- Problem statement -
Reproduce, character for character, every line of the listing from the one containing "[segment] **weathered stone surface**" down to the one containing "151L56 73L62 43L56", both of those included. Output only those lines.

- Recorded information -
===============
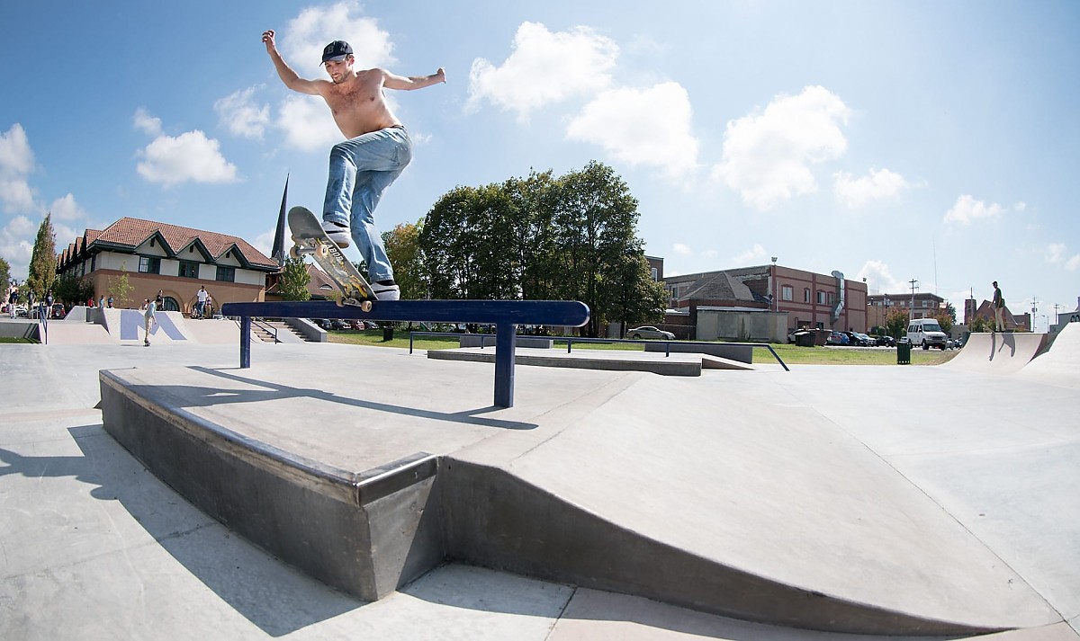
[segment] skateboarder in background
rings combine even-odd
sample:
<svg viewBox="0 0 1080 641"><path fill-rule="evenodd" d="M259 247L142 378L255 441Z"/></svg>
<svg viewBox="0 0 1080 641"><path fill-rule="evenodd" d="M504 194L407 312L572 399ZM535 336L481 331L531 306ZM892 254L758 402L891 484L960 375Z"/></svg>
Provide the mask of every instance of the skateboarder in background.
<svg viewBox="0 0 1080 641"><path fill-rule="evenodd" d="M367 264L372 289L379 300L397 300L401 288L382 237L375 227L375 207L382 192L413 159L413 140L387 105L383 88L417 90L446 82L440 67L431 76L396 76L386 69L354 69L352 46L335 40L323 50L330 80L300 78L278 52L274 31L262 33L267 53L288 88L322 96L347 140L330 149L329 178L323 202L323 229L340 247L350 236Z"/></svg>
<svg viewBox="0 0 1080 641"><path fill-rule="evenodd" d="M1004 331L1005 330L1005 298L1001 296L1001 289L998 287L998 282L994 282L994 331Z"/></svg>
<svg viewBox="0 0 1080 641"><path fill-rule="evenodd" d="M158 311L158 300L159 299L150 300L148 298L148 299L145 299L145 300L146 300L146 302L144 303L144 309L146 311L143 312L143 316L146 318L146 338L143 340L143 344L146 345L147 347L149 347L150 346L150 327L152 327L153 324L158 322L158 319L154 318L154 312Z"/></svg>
===============
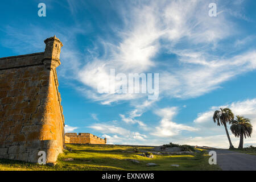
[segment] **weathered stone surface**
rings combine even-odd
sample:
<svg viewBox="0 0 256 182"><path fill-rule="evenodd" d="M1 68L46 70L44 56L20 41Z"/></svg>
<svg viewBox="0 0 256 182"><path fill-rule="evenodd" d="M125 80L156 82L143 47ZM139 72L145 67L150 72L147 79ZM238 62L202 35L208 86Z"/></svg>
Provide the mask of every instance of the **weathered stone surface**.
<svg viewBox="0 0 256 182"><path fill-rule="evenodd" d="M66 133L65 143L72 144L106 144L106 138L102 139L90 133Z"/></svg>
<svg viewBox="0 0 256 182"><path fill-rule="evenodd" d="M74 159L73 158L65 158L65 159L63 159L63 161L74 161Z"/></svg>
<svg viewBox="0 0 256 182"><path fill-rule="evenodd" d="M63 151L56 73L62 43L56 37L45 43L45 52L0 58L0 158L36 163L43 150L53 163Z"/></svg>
===============
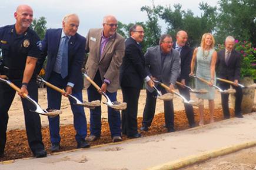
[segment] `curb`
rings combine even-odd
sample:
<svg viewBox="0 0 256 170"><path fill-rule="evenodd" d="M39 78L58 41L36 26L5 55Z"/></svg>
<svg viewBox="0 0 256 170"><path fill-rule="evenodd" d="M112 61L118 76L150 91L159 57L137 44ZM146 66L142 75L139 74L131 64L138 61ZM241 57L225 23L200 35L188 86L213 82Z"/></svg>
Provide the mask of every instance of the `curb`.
===============
- Result -
[segment] **weathered stone surface**
rings combine even-odd
sample:
<svg viewBox="0 0 256 182"><path fill-rule="evenodd" d="M1 68L46 70L44 56L20 41Z"/></svg>
<svg viewBox="0 0 256 182"><path fill-rule="evenodd" d="M125 80L156 82L143 47ZM139 72L145 67L150 72L147 79ZM238 62L202 35L208 86Z"/></svg>
Provide the mask of every instance of the **weathered stone surface**.
<svg viewBox="0 0 256 182"><path fill-rule="evenodd" d="M66 133L65 143L72 144L106 144L106 138L102 139L90 133Z"/></svg>
<svg viewBox="0 0 256 182"><path fill-rule="evenodd" d="M74 159L73 158L65 158L65 159L63 159L63 161L74 161Z"/></svg>
<svg viewBox="0 0 256 182"><path fill-rule="evenodd" d="M63 151L56 73L62 43L56 37L45 43L45 52L0 58L0 158L36 163L43 150L53 163Z"/></svg>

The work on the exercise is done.